» **WORK REQUIRED**
Retype, word for word, only the lines from the one with "Your task is to locate every instance of curved" through the last line of the data below.

Saved data entries:
*** Begin section ***

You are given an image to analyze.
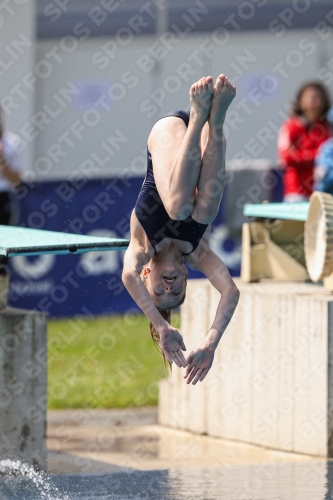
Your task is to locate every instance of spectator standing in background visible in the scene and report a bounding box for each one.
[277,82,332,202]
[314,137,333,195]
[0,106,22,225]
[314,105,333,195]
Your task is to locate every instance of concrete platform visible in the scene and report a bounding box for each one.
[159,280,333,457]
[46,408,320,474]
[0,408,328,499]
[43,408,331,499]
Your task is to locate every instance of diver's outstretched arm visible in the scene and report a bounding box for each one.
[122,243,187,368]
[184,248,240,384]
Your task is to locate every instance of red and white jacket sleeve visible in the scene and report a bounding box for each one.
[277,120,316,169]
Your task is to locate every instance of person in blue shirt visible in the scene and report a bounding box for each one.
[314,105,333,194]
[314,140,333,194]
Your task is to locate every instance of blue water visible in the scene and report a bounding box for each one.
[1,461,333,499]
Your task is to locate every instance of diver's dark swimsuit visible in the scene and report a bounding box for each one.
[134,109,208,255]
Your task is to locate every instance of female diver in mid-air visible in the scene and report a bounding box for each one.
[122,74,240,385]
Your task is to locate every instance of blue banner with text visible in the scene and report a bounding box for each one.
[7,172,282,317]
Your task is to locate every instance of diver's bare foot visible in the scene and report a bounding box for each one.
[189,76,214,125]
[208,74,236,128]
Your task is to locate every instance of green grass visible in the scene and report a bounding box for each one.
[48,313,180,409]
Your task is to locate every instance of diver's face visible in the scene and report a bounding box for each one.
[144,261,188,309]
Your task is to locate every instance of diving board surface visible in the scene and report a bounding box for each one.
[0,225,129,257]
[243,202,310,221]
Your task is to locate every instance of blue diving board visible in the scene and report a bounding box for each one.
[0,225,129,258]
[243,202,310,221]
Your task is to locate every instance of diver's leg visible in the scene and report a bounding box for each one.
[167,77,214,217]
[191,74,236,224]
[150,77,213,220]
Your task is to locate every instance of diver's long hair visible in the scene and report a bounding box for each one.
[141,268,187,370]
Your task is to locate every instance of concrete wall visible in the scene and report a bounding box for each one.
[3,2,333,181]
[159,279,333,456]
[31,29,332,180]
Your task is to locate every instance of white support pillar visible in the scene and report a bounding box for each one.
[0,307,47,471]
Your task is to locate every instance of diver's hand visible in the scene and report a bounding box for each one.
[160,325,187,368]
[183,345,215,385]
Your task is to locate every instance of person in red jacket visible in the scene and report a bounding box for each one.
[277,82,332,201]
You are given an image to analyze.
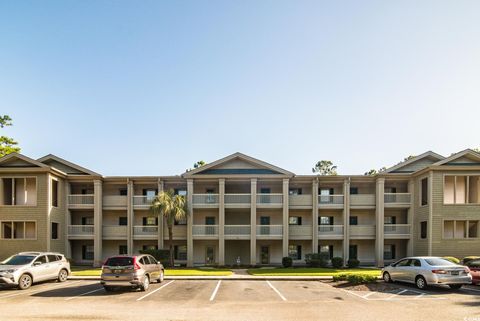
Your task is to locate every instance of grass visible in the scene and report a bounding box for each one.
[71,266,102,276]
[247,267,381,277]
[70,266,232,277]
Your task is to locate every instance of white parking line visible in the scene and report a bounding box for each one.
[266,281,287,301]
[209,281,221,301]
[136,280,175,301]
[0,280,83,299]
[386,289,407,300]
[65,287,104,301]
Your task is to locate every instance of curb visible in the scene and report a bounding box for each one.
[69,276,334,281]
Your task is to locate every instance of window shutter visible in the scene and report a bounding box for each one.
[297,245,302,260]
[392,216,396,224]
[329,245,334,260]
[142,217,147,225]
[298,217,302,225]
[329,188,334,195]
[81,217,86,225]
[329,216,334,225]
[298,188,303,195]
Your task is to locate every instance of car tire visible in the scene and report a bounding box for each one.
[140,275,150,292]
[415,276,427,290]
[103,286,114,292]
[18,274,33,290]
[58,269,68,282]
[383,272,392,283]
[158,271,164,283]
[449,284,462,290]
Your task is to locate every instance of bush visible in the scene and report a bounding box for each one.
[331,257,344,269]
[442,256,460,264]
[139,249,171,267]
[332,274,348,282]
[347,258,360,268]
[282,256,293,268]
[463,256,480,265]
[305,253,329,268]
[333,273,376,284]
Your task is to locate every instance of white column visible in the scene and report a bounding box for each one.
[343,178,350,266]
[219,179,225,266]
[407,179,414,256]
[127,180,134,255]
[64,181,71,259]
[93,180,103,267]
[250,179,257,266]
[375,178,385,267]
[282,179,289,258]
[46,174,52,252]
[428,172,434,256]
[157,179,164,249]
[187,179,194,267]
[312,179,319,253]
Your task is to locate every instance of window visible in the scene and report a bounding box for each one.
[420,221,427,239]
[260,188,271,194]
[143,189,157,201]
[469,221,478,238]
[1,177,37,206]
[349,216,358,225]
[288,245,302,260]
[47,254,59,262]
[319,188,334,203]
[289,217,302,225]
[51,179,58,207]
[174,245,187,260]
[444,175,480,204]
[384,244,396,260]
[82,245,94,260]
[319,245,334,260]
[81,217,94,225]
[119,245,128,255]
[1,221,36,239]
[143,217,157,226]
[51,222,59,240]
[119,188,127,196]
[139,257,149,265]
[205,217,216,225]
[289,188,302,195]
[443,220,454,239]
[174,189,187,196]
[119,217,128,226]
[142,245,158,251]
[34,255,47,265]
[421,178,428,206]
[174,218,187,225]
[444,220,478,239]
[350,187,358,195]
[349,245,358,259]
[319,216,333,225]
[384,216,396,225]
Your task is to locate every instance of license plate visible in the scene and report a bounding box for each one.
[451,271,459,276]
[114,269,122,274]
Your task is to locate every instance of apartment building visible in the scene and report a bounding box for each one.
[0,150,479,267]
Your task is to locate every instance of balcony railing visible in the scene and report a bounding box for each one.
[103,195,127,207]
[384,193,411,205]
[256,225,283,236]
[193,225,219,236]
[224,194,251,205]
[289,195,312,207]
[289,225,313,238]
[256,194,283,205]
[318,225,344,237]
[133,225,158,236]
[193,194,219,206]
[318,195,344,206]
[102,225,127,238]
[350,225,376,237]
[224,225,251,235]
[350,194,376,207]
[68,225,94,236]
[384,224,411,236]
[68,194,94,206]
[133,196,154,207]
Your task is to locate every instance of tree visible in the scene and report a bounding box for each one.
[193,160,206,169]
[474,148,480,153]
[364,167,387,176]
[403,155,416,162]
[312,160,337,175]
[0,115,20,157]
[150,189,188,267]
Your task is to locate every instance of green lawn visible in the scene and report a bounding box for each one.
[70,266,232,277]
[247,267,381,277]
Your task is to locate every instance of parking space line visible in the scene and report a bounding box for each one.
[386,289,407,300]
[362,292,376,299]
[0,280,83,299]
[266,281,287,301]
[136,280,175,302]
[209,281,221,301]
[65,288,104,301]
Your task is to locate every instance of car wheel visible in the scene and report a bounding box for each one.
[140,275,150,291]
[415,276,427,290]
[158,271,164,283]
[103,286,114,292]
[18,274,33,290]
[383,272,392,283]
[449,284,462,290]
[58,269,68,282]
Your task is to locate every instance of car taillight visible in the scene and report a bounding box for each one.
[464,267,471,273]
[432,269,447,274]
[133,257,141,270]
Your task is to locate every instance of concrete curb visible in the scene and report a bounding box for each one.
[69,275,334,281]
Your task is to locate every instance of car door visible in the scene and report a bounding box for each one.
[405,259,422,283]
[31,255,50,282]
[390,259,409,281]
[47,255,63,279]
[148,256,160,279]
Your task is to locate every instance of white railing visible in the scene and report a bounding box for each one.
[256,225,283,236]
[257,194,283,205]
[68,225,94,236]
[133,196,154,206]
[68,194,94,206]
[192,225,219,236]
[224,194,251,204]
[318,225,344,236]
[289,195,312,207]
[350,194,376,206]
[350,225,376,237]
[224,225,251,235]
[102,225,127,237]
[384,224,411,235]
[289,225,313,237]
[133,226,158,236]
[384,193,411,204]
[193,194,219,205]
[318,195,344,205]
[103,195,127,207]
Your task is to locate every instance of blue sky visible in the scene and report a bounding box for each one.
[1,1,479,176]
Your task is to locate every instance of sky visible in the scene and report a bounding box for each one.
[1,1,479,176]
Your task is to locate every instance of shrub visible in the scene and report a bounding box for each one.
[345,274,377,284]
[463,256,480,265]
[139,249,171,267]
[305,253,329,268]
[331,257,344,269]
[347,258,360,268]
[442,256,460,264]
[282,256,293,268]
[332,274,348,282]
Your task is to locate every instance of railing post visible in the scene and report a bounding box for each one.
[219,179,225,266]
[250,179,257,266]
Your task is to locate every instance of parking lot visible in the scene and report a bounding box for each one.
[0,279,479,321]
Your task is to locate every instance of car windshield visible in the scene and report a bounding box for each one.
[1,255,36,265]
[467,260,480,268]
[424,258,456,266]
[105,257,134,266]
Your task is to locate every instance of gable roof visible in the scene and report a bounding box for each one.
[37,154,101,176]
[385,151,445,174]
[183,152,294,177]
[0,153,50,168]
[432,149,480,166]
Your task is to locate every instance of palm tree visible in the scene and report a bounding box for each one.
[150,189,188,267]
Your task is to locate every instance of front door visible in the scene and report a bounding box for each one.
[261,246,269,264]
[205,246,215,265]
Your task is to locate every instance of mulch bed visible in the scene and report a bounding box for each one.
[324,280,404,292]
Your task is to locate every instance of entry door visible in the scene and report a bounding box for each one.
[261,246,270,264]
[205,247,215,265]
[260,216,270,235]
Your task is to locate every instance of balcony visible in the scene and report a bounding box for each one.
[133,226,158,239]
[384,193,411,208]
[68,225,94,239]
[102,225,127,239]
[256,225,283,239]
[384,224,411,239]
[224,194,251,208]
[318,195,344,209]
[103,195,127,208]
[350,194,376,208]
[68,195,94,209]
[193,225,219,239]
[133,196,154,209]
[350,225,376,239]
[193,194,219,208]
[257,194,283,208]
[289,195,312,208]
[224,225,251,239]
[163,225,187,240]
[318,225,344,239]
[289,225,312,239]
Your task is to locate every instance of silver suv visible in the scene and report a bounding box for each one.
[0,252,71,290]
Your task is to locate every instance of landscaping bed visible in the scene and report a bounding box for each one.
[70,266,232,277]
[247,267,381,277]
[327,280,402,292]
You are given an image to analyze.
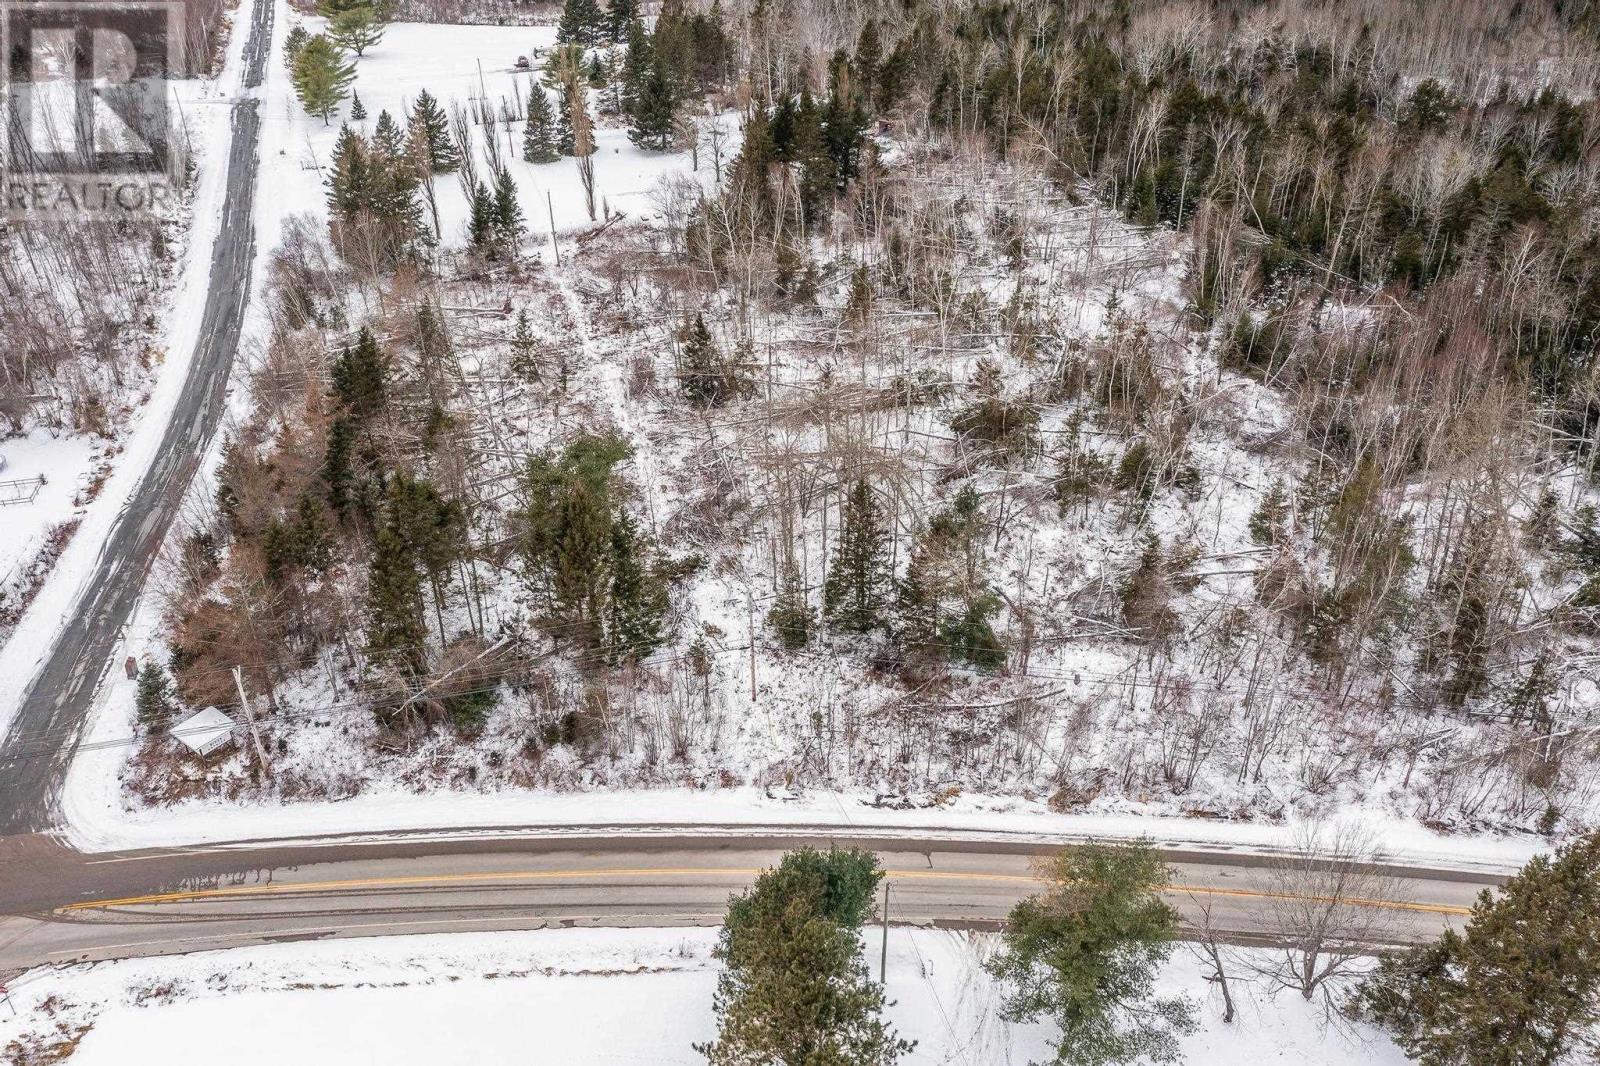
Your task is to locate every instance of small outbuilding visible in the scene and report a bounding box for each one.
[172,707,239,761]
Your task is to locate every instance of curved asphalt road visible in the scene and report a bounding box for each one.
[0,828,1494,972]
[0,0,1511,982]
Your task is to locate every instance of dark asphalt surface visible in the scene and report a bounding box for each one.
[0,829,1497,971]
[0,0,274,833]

*** End section ***

» **EXERCISE ANSWER**
Your task is to locate every instance of curved asphalt road visible in the scene and report a bounding box for each one.
[0,828,1494,972]
[0,0,1511,982]
Your task is to locate every instance of dark asphalt surface visible in the scene and report a bounding box for each one.
[0,829,1497,971]
[0,0,274,833]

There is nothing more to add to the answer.